名歌名句鑑賞

心に残る名言、名歌・名句鑑賞

2017年09月


***************** 名歌鑑賞 *****************


人生は もっと幸福で あっていい ある時はさう考へて
その気にもなる
                 矢代東村

(じんせいは もっとこうふくで あっていい あるときは
 そうかんがえて その気にもなる)

意味・・人間は幸福になっていいはずなのに、どうして、
    こんなに不幸な思いをしなければならないのか、
    いつもそう思うことだ。

    病気やいじめなど不幸の原因は多くあるが、自
    分の努力で解決出来ない不幸は、こんな事がな
    ければ楽しく暮らせるのに、と思うものです。

作者・・矢代東村=やしろとうそん。1889~1952。日大
    法科卒。弁護士。

出典・・桜楓社「現代名歌鑑賞事典」。


***************** 名歌鑑賞 ***************


いたつきの 癒ゆる日知らに さ庭べに 秋草花の
種を蒔かしむ
                   正岡子規

(いたつきの いゆるひしらに さにわべに あきぐさ
 ばなの たねをまかしむ)

詞書・・しひて筆をとりて。

意味・・自分の病気は、いつになったら治るのか、それ
    すら分からないが、庭には秋咲きの草花の種子
    を蒔いてもらった。

    いくばくの命もなく、秋までは生きられないだ
    ろうと覚悟はしているが、何としても生き抜い
    て、この花の咲くのを見たいものだと、種を蒔
    いてもらった。

    死が近づき、気力も弱まった頃「しひて筆をと
    りて」詠んだ歌です。
    子規はその年の9月19日に没しました。
    
 注・・いたつき=労。骨折り、病気。

作者・・正岡子規=まさおかしき。1867~1902。35歳。
    東大国文科中退。脊髄カリエスで腰痛のため歩行
    困難になり長年病床に臥す。

出典・・歌集「竹の里歌」。

- **提供データ**:

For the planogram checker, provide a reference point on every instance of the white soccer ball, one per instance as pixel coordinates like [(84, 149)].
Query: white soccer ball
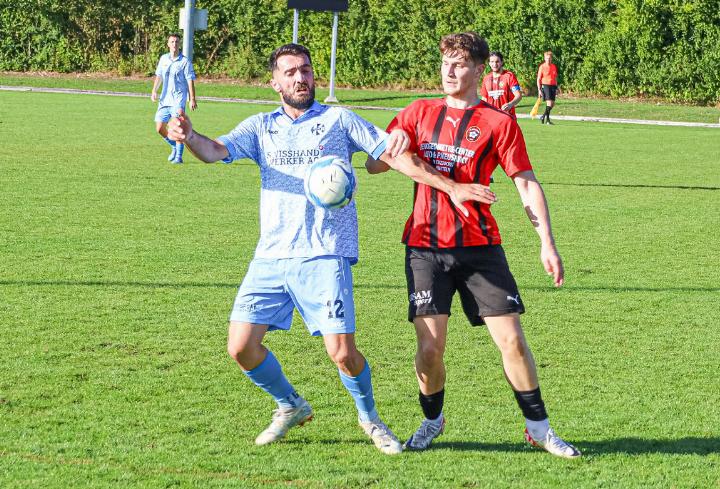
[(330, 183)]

- **課題**: 名歌鑑賞の文章を、最後に示された部分の後から続けて書いてください。 データは名歌鑑賞の文章とは関係がない。

- **最終結果**:
****************** 名歌鑑賞 ****************


天翔り あり通ひつつ 見らめども 人こそ知らね
松は知るらむ
                 山上億良

(あまがけり ありかよいつつ みらめども ひとこそ
 しらね まつはしるらん)
 
意味・・有馬皇子の魂は、翼を得て天空を飛び通いながら、
    常にご覧になっておりましょうが、人にはそれが
    分からない。しかし松はちゃんと知っていること
    でしよう。

    有馬皇子の死後、およそ70年後に歌ったものです。
    人知らずとも松は知ると述べて、皇子への理解と
    共感を示しています。

    有馬皇子の歌、参考です。

    磐代の 浜松が枝を 引き結び 真幸くあらば 
    また還り見む    (万葉集・141)

   (磐代の浜松の枝を結んで幸いを祈って行くが、もし
   無事であった時には、再び帰ってこれを見よう・・
   反逆を企てたという罪で捕らえられた時の歌です)

 注・・天翔(あまがけ)り=神や人の霊が天を飛び走る。
 
作者・・山上憶良=やまのうえおくら。660~733。遣唐
    使として渡唐。大伴旅人と親密に交流

出典・・万葉集・145。


***************** 名歌鑑賞 ***************


みぎはくる 牛飼ひ男 歌あれな 秋のみづうみ
あまりさびしき
                与謝野晶子

(みぎわくる うしかいおとこ うたあれな あきの
 みずうみ あまりさびしき)

意味・・湖の水際を、まっ黒な牛を牽(ひ)きつつ黙々と
    歩いてこちらにやって来る牛飼い男さんよ。
    せめて一節、牧童の唄う歌でも唄ってください
    ませんか。人影もなく、しんとして冷ややかに
    澄んだ秋の湖、この湖の雰囲気はあまりにも寂
    しくてそれに私は耐えられませんので。

 注・・あれな=「な」は終助詞で命令形を受けて優し
     く念を押す気持ちを添える語。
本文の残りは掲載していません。